TASK OBJECTIVE:
Write out the whole listing below so that every line matches exactly.

(RECORDS PROVIDED Opens)

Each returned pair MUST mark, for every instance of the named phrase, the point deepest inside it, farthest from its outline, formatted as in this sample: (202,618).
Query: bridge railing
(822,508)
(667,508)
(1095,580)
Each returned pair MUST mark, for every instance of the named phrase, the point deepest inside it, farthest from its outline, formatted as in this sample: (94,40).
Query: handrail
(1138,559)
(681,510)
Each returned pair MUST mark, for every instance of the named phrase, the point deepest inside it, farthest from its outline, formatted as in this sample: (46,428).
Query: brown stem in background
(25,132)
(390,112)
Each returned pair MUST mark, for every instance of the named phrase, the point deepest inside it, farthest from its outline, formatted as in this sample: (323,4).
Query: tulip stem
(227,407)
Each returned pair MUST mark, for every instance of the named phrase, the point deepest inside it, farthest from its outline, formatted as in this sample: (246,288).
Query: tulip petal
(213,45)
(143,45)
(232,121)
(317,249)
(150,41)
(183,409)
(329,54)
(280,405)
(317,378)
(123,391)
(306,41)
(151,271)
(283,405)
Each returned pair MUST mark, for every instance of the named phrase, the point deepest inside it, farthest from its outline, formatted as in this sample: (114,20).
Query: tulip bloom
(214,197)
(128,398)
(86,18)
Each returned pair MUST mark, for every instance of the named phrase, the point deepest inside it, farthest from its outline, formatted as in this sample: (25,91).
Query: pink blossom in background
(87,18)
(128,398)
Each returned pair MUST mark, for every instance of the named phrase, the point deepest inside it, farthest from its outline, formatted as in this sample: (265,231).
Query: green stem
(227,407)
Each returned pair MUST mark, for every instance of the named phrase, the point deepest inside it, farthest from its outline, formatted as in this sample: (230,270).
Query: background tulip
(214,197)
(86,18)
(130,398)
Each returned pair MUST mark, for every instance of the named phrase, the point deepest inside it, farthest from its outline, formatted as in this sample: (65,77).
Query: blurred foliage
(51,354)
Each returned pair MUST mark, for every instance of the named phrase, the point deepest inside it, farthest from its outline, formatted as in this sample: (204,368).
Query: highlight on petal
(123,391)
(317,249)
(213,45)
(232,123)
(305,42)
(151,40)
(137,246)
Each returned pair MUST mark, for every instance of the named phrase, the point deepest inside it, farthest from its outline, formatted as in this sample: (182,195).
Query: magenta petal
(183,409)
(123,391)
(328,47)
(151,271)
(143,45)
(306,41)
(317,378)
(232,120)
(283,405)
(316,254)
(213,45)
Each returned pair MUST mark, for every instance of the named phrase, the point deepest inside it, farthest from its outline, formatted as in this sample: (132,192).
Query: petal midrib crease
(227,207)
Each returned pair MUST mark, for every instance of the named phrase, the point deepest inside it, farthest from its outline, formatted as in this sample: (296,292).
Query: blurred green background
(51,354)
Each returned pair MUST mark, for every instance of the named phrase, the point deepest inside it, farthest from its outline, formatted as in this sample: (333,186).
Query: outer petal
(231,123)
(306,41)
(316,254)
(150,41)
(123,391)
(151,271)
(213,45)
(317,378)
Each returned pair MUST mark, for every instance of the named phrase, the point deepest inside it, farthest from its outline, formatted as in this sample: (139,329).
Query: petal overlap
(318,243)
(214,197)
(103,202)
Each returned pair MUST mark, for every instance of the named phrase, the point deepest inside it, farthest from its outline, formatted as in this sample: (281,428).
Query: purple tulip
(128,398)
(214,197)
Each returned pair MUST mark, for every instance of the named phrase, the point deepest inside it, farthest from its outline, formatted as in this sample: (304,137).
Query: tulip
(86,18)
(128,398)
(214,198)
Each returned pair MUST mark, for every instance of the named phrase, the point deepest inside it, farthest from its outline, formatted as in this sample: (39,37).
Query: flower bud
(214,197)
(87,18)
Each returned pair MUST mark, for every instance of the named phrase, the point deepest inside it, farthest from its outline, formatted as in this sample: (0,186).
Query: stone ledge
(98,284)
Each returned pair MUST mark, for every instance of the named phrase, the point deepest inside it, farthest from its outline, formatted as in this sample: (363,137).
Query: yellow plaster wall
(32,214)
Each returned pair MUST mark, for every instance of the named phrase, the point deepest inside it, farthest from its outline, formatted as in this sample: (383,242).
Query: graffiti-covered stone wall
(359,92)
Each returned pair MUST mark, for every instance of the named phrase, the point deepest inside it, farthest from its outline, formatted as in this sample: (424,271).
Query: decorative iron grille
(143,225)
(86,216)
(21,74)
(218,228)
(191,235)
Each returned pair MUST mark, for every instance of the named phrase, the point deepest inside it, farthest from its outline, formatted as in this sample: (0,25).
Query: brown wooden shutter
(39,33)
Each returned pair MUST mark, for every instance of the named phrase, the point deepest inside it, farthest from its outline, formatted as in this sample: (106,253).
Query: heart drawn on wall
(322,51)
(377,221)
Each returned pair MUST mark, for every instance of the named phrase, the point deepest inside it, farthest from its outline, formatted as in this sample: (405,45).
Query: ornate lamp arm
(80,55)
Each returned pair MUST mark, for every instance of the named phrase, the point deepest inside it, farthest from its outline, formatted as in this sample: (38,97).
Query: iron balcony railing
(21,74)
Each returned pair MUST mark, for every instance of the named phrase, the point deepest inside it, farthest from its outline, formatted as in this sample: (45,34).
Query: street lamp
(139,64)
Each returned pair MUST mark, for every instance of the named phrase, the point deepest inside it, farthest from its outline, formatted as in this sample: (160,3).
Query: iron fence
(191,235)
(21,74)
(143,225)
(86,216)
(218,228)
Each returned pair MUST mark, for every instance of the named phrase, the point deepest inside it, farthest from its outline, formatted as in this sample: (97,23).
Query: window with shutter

(RECORDS PROVIDED Closes)

EXERCISE RESPONSE:
Each returned pair MUST mark, for every instance of the named phrase, the point deepest inside it, farthest from its outline, formatted as in this sample: (202,618).
Query: bridge railing
(822,508)
(667,508)
(1095,580)
Each returned pair MUST mark, for every instance of the named phrase, the point deepest inside it, farthest from its outline, formatted as in this sample: (94,40).
Query: handrail
(1138,559)
(681,510)
Each returned pair MUST mark, for every instance of the named phrase, the point deepest inside it, farthest from its outline, formatted as in this sample: (46,428).
Query: brown stem in background
(25,132)
(390,112)
Each returned pair MUST mark, for every instance of the named phrase, the point deepest inside it, farthest from its outline, formatted as in this sample: (323,4).
Query: tulip stem
(227,407)
Each returned pair MUST mark, for every instance of the named phrase, the point deepest inside it, farthest from its outline, formatted as in this sample: (246,288).
Query: tulip petal
(213,45)
(143,45)
(232,121)
(317,249)
(150,41)
(183,409)
(329,54)
(280,405)
(317,378)
(123,391)
(306,41)
(151,271)
(283,405)
Each returned pair MUST mark, for every instance of the named phrase, the point deepest inside it, farthest from its outline, formatted as in this sample: (114,20).
Query: tulip bloom
(214,197)
(128,398)
(86,18)
Each returned pair MUST mark, for every instance of the named phrase, the point deepest inside it, farthest from its outline, formatted as in this sample: (25,91).
Query: pink blossom in background
(87,18)
(128,398)
Each returned pair MUST mark, for every instance of the named phrase, the point deepest inside it, farthest from its outline, formatted as in this sample: (265,231).
Query: green stem
(227,407)
Each returned pair MUST mark, for every instance of the named phrase, the point deepest inside it, farthest from its outline, formatted as in this sample: (230,270).
Query: background tulip
(214,197)
(86,18)
(130,398)
Each returned pair MUST mark, for every instance of the named phrase, the point deepest inside it, farthest from its outline, formatted as in this sample: (65,77).
Query: blurred foliage
(51,354)
Each returned pair MUST mark, for every instance of the named phrase, the point deepest inside it, farthest from its outline, formatted as in this sample: (204,368).
Query: highlight on petal
(123,391)
(317,249)
(213,45)
(232,123)
(305,42)
(151,40)
(137,246)
Each returned pair MUST mark, for every instance of the named phrase, the point deepest inside it, farthest from its outline, formatted as in this sample: (182,195).
Query: magenta petal
(183,409)
(123,391)
(328,47)
(151,271)
(143,45)
(306,41)
(317,378)
(232,120)
(283,405)
(316,254)
(213,45)
Each returned pair MUST mark, for every instance of the named phrase, the point deepest inside it, farthest from its outline, formatted as in this sample: (132,192).
Query: petal midrib crease
(227,207)
Each returned pair MUST mark, for every instance of the named phrase, the point deepest inside it, farthest from its outline, formatted as in this sample: (296,292).
Query: blurred green background
(51,354)
Each returned pair MUST mark, for every instance of the named phrase, the point deepest inside it, farthest from its outline, formatted as in this sample: (333,186).
Query: outer petal
(231,123)
(306,41)
(316,254)
(150,41)
(123,391)
(151,271)
(213,45)
(317,378)
Each returned pair MUST mark, for every instance of the named phrase, the point deepest inside it, farthest from its outline, formatted as in this sample: (139,329).
Query: petal overlap
(318,243)
(214,197)
(103,202)
Each returned pair MUST mark, for every instance of the named phrase, the point deepest inside it, farthest from its outline, formatted as in this sample: (281,428).
Query: purple tulip
(128,398)
(214,197)
Each returned pair MUST mark, for every instance of the named phrase, the point deepest inside it, farthest from its outline, formatted as in this sample: (304,137).
Query: tulip
(86,18)
(128,398)
(214,198)
Each returned pair MUST mark, for every instance of the named phrase, the point deepest inside it, farthest from its outline, formatted as in this sample: (39,37).
Query: flower bud
(214,197)
(87,18)
Each returned pair MUST mark, for every instance of the named phrase, the point deepest inside it, farthest from its outline, formatted as in this sample: (0,186).
Query: stone ledge
(98,284)
Each returned pair MUST mark, for every instance of the named phrase, the point deepest inside it, farthest from its outline, formatted as in this sample: (363,137).
Query: yellow plaster wall
(32,214)
Each returned pair MUST mark, for every instance of the named phrase, the point deepest inside it, farthest from its outline, formatted as in this sample: (383,242).
Query: graffiti-covered stone wall
(359,92)
Each returned pair MUST mark, for every instance of the named phrase, the point deepest inside it, farthest from its outline, formatted as in this sample: (424,271).
Query: decorative iron grille
(143,225)
(86,216)
(21,74)
(218,228)
(191,235)
Each returned pair MUST mark, for every instance of the named phrase, the point deepest inside it, farthest from its outline, formatted as in this sample: (0,25).
Query: brown wooden shutter
(39,33)
Each returned pair MUST mark, for every instance of the named phrase, the point deepest inside it, farthest from its outline, formatted as in this sample: (106,253).
Query: heart drawn on wall
(322,51)
(377,221)
Each returned pair MUST mark, for every instance of the named phrase, the point deepest inside it, farthest from its outline, formatted as in this sample: (405,45).
Query: ornate lamp arm
(80,55)
Each returned pair MUST mark, for every instance of the named phrase, the point deepest inside it, farthest from its outline, formatted as in this sample: (38,97).
Query: iron balcony railing
(21,74)
Each returned pair MUST mark, for every instance of the named phrase, the point deepest inside it, farthest from its outline, formatted as in this sample: (45,34).
Query: street lamp
(139,64)
Each returned pair MUST mark, for every instance of the named phrase, the point deepest inside it, farthest from its outline, formatted as in this sample: (160,3).
Query: iron fence
(191,235)
(21,74)
(143,225)
(86,216)
(218,228)
Each returned pair MUST mark, for every instance of the named phrase, the point deepest inside it, farthest from its outline, formatted as in this sample: (97,23).
Query: window with shutter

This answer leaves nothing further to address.